*** MATERIAL FOR THE TASK Section Begins ***

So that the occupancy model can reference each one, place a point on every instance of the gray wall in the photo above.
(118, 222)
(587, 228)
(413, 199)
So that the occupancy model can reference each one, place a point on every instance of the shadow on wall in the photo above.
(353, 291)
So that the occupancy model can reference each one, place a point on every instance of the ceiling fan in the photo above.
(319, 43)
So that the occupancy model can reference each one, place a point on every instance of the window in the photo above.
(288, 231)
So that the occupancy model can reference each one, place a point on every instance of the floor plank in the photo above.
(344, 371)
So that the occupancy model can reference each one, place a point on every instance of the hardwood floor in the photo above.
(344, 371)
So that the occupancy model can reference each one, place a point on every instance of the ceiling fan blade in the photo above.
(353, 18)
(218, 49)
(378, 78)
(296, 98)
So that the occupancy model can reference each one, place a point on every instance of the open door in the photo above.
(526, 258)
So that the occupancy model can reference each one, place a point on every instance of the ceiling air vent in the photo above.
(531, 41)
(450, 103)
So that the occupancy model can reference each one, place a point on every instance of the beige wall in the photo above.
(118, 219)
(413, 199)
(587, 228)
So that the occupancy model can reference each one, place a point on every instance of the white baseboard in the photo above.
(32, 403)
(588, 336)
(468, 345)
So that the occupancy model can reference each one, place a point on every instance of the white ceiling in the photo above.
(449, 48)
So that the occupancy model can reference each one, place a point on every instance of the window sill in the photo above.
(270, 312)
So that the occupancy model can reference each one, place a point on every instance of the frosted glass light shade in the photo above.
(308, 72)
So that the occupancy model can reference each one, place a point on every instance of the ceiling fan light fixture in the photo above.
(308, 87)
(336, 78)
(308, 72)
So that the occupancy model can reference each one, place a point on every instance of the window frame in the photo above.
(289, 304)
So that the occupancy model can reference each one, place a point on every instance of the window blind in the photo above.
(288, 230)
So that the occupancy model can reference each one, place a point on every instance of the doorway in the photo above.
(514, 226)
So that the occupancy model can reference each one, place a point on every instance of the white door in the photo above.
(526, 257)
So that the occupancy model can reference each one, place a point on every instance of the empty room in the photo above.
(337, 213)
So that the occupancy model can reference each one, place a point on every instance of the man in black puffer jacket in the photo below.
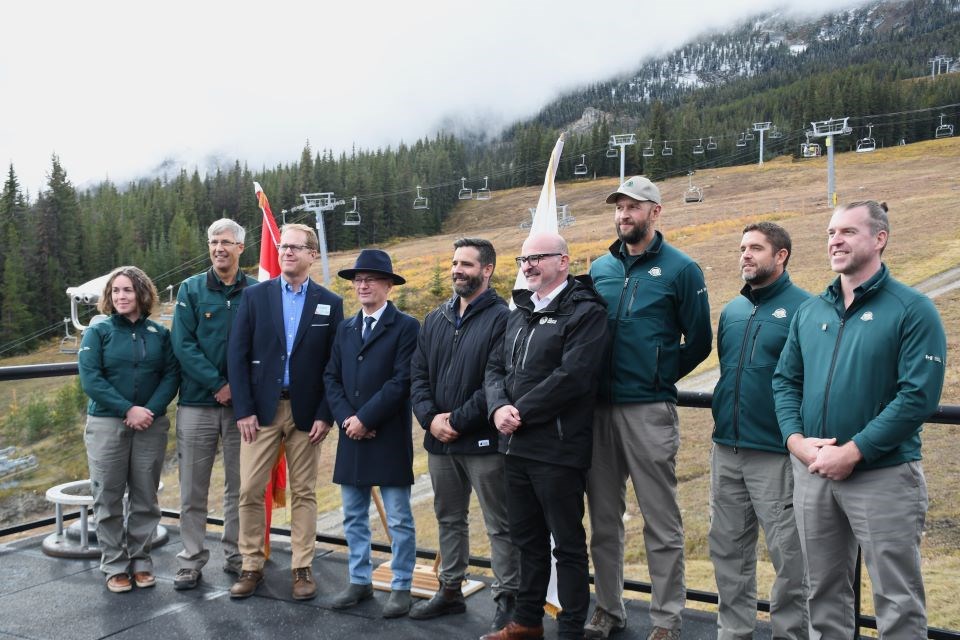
(446, 387)
(540, 389)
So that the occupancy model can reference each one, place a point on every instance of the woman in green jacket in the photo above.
(129, 372)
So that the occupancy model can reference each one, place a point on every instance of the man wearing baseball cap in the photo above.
(655, 296)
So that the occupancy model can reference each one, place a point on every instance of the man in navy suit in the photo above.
(280, 343)
(368, 387)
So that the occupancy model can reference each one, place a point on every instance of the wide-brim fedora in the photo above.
(372, 261)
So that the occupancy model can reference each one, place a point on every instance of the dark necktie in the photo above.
(367, 328)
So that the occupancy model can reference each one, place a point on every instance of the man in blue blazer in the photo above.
(280, 343)
(368, 387)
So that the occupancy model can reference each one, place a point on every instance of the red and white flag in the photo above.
(270, 268)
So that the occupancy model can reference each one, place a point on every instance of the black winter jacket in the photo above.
(447, 372)
(548, 367)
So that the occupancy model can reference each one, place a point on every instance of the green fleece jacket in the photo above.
(201, 327)
(753, 329)
(653, 299)
(124, 364)
(871, 373)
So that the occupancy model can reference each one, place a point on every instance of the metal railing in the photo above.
(946, 414)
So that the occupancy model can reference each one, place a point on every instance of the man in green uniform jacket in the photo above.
(751, 481)
(206, 305)
(861, 371)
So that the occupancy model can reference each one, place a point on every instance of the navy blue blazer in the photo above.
(372, 381)
(258, 348)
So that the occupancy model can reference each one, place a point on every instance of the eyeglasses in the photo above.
(296, 248)
(534, 258)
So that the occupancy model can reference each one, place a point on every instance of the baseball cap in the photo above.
(638, 188)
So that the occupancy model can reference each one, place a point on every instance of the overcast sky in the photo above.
(116, 88)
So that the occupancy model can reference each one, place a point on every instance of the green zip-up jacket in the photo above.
(125, 364)
(872, 373)
(652, 300)
(201, 327)
(751, 334)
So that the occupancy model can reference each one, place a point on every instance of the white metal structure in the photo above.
(867, 144)
(318, 204)
(944, 130)
(581, 169)
(483, 193)
(761, 127)
(465, 193)
(622, 140)
(420, 202)
(693, 193)
(70, 344)
(352, 218)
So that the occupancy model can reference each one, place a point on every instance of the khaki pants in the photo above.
(640, 442)
(123, 460)
(883, 512)
(750, 489)
(256, 461)
(200, 430)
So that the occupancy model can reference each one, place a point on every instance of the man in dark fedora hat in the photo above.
(368, 387)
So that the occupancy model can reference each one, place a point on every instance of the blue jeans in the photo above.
(356, 529)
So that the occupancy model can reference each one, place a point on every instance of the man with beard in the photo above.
(751, 479)
(447, 377)
(655, 296)
(861, 371)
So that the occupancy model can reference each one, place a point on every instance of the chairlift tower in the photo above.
(319, 203)
(622, 140)
(828, 129)
(760, 127)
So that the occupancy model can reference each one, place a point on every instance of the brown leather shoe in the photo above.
(304, 587)
(144, 579)
(246, 584)
(119, 583)
(514, 631)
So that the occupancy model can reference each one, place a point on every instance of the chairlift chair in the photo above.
(166, 309)
(483, 193)
(944, 130)
(693, 193)
(70, 344)
(581, 169)
(420, 202)
(352, 218)
(465, 193)
(867, 144)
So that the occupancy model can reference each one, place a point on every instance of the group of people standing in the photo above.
(817, 417)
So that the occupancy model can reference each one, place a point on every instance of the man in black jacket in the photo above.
(540, 389)
(447, 374)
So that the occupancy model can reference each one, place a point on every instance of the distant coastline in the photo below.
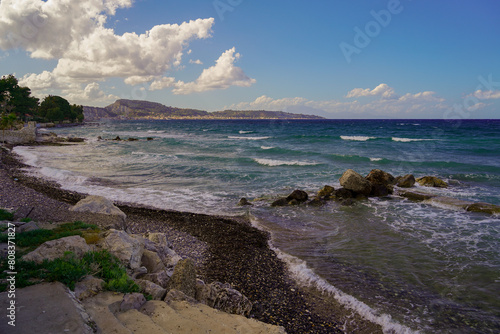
(145, 110)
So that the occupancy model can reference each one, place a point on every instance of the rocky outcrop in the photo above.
(406, 181)
(184, 277)
(432, 181)
(126, 248)
(54, 249)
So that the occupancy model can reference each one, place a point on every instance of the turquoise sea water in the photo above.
(407, 266)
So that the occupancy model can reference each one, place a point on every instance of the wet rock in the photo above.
(54, 249)
(326, 192)
(406, 181)
(132, 301)
(244, 202)
(298, 195)
(88, 287)
(355, 182)
(432, 181)
(184, 277)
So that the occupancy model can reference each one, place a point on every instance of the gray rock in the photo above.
(88, 287)
(355, 182)
(54, 249)
(132, 301)
(157, 292)
(152, 262)
(98, 204)
(223, 297)
(406, 181)
(184, 277)
(126, 248)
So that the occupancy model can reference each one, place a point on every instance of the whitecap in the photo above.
(273, 163)
(357, 138)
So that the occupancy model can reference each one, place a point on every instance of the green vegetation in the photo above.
(33, 239)
(16, 103)
(6, 215)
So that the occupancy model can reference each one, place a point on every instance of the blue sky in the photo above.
(338, 59)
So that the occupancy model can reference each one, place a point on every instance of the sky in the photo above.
(338, 59)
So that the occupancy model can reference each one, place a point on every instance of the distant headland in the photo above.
(145, 110)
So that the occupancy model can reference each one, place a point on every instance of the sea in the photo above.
(411, 267)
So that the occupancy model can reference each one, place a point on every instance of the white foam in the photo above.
(407, 140)
(357, 138)
(248, 138)
(273, 163)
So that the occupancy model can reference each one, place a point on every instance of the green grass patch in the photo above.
(69, 270)
(6, 215)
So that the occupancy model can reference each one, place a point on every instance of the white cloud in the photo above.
(197, 61)
(424, 103)
(220, 76)
(75, 34)
(487, 94)
(382, 90)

*** MATERIAL FOR THE TASK Section Ends ***

### WHAT YOU WILL DO
Could you set down the records above exactly, skipping any picture?

### EXERCISE RESPONSE
So that the occupancy model can reference each one, place a point on every instance of the gray wall in the photo above.
(118, 222)
(587, 228)
(413, 199)
So that the occupancy model can reference each one, place a point on every instance of the shadow on wall in the photo above.
(353, 291)
So that the occupancy model can reference each one, place a point on every instance of the ceiling fan in the photo above.
(319, 43)
So that the occupancy model can reference each one, place a point on every instance of the window in the photo above.
(288, 231)
So that the occupancy model can reference each one, place a point on every instance of the floor plank in the photo above.
(344, 371)
So that the occupancy model can reference each one, place a point on every instance of the hardwood floor in the photo above.
(344, 371)
So that the occupancy model can reference each one, place a point on every instance of the ceiling fan blade in the photo above.
(353, 18)
(218, 49)
(378, 78)
(296, 98)
So that the occupancy model can reference each one, place a point on every instance of the open door in the photo above.
(526, 258)
So that the occupancy model can reference each one, place a point on every instance of the ceiling air vent in the photo above.
(531, 41)
(450, 103)
So that the occupancy model can reference each one, place a point on every instance of the beige wall in the photo above.
(118, 219)
(413, 199)
(587, 228)
So that the occupancy model can reference each one, place a point on every instance of the white baseboard in the photo above.
(32, 403)
(588, 336)
(468, 345)
So that the occupancy model can reference each one, place a point on every instance of the white ceiling in the photo above.
(449, 48)
So that the occupancy model can reference each one, place a point on every instance of the window sill in the photo above.
(270, 312)
So that the occupancy model can reference each one, place a point on every instance of the frosted glass light shade in the photo above.
(308, 72)
So that the occupancy model can reference each one, place a point on every instance of the ceiling fan light fixture in the photo above.
(308, 87)
(336, 78)
(308, 72)
So that the occupancy model can reference each one, place a point on every instance of the window frame in the photo above.
(289, 304)
So that the occupancy model can reference each one, place a point on every instance of the window blind in the photo above.
(288, 230)
So that the occupancy model can reference each one, place a point on every instance of the doorway in the photo above.
(514, 226)
So that the occupancy model can reference each one, place a point on every instance of the white door in the photo above.
(526, 257)
So that the occupancy model can reference each one, place a point on every instance of the empty room in the photo above.
(337, 213)
So that the occupancy model can reference each one, place a point on every instance of the man in black puffer jacket in the photo below.
(446, 387)
(540, 389)
So that the occupancy model can reference each one, place a point on every instance of the woman in green jacket in the photo above.
(129, 372)
So that the occupancy model can reference each one, place a point on every instance of the man wearing baseball cap in the photo above.
(655, 296)
So that the occupancy model can reference each one, place a point on every instance of the man in navy suit in the photo above.
(280, 343)
(368, 387)
So that the occupancy model can reference each one, place a point on every instance of the wide-brim fedora in the photo above.
(372, 261)
So that the occupancy model can reference each one, place a point on every instance of the dark necktie in the photo above.
(367, 328)
So that the occupancy model can reference each one, place a point on every instance of the man in blue blazer in the photo above.
(280, 343)
(368, 387)
So that the occupancy model can reference each one, place a point on every instance of the red and white flag in the photo above.
(270, 268)
So that the occupancy model can reference each one, place a point on every instance of the black winter jacket in the photo above.
(447, 372)
(548, 367)
So that the occupancy model can reference each one, place a point on every instance of the green fleece jacket in the photo above.
(201, 327)
(753, 329)
(653, 299)
(124, 364)
(871, 373)
So that the occupancy model can reference each one, place a point on every instance of the metal railing in the photo above.
(946, 414)
So that the occupancy model can reference each one, place a point on every instance of the man in green uniform jacket in the photo above.
(751, 481)
(206, 305)
(861, 371)
So that the occupancy model can reference each one, place a point on every instance of the navy blue blazer in the photo above.
(372, 381)
(258, 348)
So that the occupancy model can reference each one, place a point on every instance of the eyeglasses in the photo above.
(296, 248)
(534, 258)
So that the occupancy model can reference each one, place a point on every instance of the baseball cap in the photo above.
(638, 188)
So that the occupancy model can reference each one, place a point on every instance of the overcast sky in the photo above.
(116, 88)
So that the occupancy model can reference each one, place a point on every instance of the green zip-up jacket in the photo above.
(125, 364)
(872, 373)
(652, 300)
(201, 327)
(751, 334)
So that the occupancy model can reference each one, place a point on every instance of the white metal structure in the photo above.
(867, 144)
(318, 204)
(944, 130)
(581, 169)
(483, 193)
(761, 127)
(465, 193)
(622, 140)
(420, 202)
(693, 193)
(70, 344)
(352, 218)
So that the occupancy model can reference each one, place a point on every instance of the khaki pants in the photo above.
(640, 442)
(123, 460)
(883, 512)
(750, 489)
(256, 461)
(200, 430)
So that the occupancy model can reference each one, place a point on every instance of the man in dark fedora hat in the photo above.
(368, 387)
So that the occupancy model can reference each one, place a point on every instance of the blue jeans in the photo above.
(356, 529)
So that the occupancy model can reference each one, place a point on every instance of the man with beard in the photo above.
(751, 479)
(447, 377)
(655, 296)
(861, 371)
So that the occupancy model can reference each one, place a point on every instance of the chairlift tower in the photo above.
(319, 203)
(622, 140)
(828, 129)
(760, 127)
So that the occupancy model can reference each one, place a point on every instance of the brown leather shoe in the photo above.
(304, 587)
(144, 579)
(246, 584)
(119, 583)
(514, 631)
So that the occupancy model can reference each one, place a point on every instance of the chairlift chair in the photo above.
(166, 309)
(483, 193)
(944, 130)
(693, 193)
(70, 344)
(581, 169)
(420, 202)
(352, 218)
(465, 193)
(867, 144)
So that the occupancy model can reference each one, place a point on every instance of the group of people standing in the photo above.
(817, 417)
So that the occupancy model can reference each one, place a point on every instance of the man in black jacket in the photo above.
(540, 389)
(447, 374)
So that the occupancy model can reference each one, place a point on every instance of the distant coastline in the photo below.
(145, 110)
So that the occupancy model can reference each one, place a point on every instance of the rocky outcrop in the photo above.
(406, 181)
(184, 277)
(432, 181)
(126, 248)
(54, 249)
So that the occupancy model can reference each one, place a point on every instance of the turquoise sea water in the photo above.
(407, 266)
So that the occupancy model can reference each one, place a point on every instance of the wet rock in the photo above.
(54, 249)
(326, 192)
(406, 181)
(132, 301)
(244, 202)
(298, 195)
(88, 287)
(355, 182)
(432, 181)
(184, 277)
So that the occupancy model can reference each one, place a point on every instance of the gray rock in the photo above.
(88, 287)
(355, 182)
(54, 249)
(132, 301)
(157, 292)
(152, 262)
(98, 204)
(223, 297)
(406, 181)
(184, 277)
(126, 248)
So that the occupancy model can reference each one, place a point on every instance of the whitecap in the photo above.
(273, 163)
(357, 138)
So that the occupancy model can reference each one, place a point on every instance of the green vegetation in the photo above.
(33, 239)
(16, 103)
(6, 215)
So that the occupancy model can reference each one, place a point on every instance of the blue sky in the photo above.
(338, 59)
So that the occupancy model can reference each one, place a point on every instance of the sky in the photo above.
(338, 59)
So that the occupancy model can reference each one, place a point on every instance of the distant headland in the photo above.
(145, 110)
So that the occupancy model can reference each one, place a point on every instance of the sea in the photo above.
(411, 267)
So that the occupancy model can reference each one, place a point on every instance of the white foam in the photo above.
(407, 140)
(357, 138)
(248, 138)
(273, 163)
So that the occupancy model can reference each one, place a point on every instance of the green grass patch in the photo above.
(69, 270)
(6, 215)
So that the occupancy model can reference each one, place a point on every instance of the white cloud in the photo above.
(197, 61)
(424, 103)
(220, 76)
(75, 34)
(487, 94)
(382, 90)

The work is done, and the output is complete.